> [RECORDS FOR PROCESSING]
══════

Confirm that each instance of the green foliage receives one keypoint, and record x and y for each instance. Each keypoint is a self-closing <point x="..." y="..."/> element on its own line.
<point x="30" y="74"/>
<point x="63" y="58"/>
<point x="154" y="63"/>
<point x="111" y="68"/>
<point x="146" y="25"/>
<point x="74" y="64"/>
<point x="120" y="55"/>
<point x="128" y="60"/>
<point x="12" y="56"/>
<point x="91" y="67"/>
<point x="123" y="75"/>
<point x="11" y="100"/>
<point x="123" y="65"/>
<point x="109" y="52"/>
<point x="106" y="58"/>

══════

> [DIRECTIONS]
Output the complete data exactly as written.

> [WRITTEN RESPONSE]
Confirm that each instance of the green foliage receives one keypoint, and record x and y for each instance. Each keypoint is a self-closing <point x="..." y="..."/> element on its own line.
<point x="30" y="74"/>
<point x="63" y="58"/>
<point x="154" y="63"/>
<point x="111" y="68"/>
<point x="146" y="25"/>
<point x="74" y="64"/>
<point x="120" y="55"/>
<point x="128" y="60"/>
<point x="12" y="56"/>
<point x="91" y="67"/>
<point x="123" y="75"/>
<point x="11" y="100"/>
<point x="123" y="65"/>
<point x="109" y="52"/>
<point x="106" y="58"/>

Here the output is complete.